Tech companies say they are putting in place systems to prevent AI being used for criminal or other malign purposes, and insist the new technology will create more jobs than it destroys.

Guterres said much more needed to be done, arguing that governments and international bodies such as the UN needed to play a role in ensuring AI was a force for good.

“My advisory body on AI has already made preliminary recommendations on AI governance that tap the benefits of this incredible new technology, while mitigating its risks,” he said.

“We need governments urgently to work with tech companies on risk management frameworks for current AI development; and on monitoring and mitigating future harms. And we need a systematic effort to increase access to AI so that developing economies can benefit from its enormous potential. We need to bridge the digital divide instead of deepening it.”

The OpenAIchief executive, Sam Altman, told a Davos event on Tuesday that an energy breakthrough was necessary to meet the future demands of AI, which will consume vastly more power than people expected.

The chief executive, who was sacked last November from his role running the ChatGPT developer and then reinstated a few days later, said the silver lining was that more climate-friendly sources of energy, particularly nuclear fusion or cheaper solar power and storage, were the way forward for AI.

Guterres also criticised fossil fuel companies for preventing progress on climate change. “The fossil fuel industry has just launched yet another multimillion-dollar campaign to kneecap progress and keep the oil and gas flowing indefinitely,” he said.

^^^^^^^^^^^^^^^^

Say whether each statement agrees with the AI passage, answering yes or no and quoting the words that decide it: (a) Guterres wants governments to work with tech companies on risk management frameworks for AI. (b) Sam Altman said AI will use less power than people expected. (c) Tech companies say AI will destroy more jobs than it creates.

^^^^^^^^^^^^^^^^

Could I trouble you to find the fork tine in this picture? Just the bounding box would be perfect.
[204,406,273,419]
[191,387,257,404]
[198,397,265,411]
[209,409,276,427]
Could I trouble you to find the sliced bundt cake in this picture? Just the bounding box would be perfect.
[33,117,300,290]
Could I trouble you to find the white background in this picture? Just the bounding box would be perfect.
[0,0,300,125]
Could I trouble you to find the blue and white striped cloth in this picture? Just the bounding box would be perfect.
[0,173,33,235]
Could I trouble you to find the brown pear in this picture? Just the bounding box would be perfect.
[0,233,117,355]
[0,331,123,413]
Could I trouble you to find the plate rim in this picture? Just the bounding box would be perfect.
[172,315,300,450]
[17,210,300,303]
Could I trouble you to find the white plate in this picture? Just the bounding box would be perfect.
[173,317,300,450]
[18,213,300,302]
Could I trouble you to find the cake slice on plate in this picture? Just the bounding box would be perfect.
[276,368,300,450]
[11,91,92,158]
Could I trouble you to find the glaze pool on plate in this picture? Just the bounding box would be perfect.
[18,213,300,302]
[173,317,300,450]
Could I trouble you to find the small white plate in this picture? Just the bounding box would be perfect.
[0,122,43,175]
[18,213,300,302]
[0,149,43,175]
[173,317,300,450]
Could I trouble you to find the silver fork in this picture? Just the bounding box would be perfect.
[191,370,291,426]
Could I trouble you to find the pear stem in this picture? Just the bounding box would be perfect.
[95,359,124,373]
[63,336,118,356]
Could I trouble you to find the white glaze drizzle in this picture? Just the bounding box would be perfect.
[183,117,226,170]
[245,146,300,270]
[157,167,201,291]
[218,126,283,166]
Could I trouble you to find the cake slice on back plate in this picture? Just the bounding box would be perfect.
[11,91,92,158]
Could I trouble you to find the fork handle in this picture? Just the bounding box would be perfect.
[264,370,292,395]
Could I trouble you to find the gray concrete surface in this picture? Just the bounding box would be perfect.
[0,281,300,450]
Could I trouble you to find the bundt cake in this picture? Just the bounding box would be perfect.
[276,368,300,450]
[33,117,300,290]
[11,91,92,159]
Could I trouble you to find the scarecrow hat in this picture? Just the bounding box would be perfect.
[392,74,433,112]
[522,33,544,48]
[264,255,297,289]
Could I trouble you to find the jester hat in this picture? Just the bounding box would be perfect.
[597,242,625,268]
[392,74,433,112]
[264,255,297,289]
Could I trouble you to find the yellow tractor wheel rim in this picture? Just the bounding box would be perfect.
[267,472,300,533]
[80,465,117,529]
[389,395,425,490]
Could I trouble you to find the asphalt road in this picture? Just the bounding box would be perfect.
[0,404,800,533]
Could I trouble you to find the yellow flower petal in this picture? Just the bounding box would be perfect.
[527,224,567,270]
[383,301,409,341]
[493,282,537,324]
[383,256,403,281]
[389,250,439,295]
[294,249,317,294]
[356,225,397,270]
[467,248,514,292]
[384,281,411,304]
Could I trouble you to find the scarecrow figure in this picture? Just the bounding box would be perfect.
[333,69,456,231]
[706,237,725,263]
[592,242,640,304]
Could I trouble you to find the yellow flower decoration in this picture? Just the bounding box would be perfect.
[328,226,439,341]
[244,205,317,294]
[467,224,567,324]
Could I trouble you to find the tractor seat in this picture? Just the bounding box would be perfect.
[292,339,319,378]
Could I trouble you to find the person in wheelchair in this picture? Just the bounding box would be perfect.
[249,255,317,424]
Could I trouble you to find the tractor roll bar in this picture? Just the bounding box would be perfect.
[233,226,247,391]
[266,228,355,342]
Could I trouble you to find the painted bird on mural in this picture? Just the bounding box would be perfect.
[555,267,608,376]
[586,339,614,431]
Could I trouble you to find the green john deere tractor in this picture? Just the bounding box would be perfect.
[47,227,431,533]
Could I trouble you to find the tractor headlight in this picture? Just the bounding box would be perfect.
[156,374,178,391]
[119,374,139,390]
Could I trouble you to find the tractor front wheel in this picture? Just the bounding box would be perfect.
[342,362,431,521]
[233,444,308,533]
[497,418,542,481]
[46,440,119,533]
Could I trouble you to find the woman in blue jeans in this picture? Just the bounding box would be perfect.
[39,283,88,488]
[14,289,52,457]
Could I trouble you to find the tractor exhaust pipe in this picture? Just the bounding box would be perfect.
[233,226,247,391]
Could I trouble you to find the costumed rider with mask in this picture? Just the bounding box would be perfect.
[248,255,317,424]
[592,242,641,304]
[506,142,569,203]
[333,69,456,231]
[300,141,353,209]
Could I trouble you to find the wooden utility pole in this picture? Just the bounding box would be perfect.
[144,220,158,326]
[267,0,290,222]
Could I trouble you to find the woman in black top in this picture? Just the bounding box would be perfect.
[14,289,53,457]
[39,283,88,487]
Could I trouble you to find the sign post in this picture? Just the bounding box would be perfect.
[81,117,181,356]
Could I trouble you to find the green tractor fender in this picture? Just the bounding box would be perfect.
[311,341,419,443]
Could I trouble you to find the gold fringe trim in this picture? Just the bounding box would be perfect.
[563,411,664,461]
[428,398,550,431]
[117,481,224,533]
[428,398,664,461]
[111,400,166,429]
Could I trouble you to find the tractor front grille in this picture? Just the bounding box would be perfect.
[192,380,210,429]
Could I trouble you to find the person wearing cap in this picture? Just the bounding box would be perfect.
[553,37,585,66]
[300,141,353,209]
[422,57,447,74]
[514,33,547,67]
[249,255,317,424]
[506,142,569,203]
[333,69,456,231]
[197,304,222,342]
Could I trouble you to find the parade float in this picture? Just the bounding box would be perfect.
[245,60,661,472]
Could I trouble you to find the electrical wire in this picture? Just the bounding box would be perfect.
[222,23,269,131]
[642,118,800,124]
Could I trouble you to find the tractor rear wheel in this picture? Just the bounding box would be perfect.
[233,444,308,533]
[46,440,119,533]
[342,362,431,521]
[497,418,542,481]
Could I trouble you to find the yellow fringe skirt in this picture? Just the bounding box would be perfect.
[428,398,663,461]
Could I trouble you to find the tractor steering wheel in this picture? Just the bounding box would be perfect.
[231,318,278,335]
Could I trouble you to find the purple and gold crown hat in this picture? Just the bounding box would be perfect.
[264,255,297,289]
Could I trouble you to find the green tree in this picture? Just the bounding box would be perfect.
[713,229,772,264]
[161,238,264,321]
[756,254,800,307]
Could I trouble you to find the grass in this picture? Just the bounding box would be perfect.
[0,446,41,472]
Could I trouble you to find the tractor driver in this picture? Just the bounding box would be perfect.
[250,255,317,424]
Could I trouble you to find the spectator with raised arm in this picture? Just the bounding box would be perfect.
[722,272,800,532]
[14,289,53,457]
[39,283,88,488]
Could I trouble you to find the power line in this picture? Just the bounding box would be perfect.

^^^^^^^^^^^^^^^^

__SOLUTION TO THIS TASK__:
(a) Yes: "We need governments urgently to work with tech companies on risk management frameworks for current AI development"
(b) No: "which will consume vastly more power than people expected"
(c) No: "insist the new technology will create more jobs than it destroys"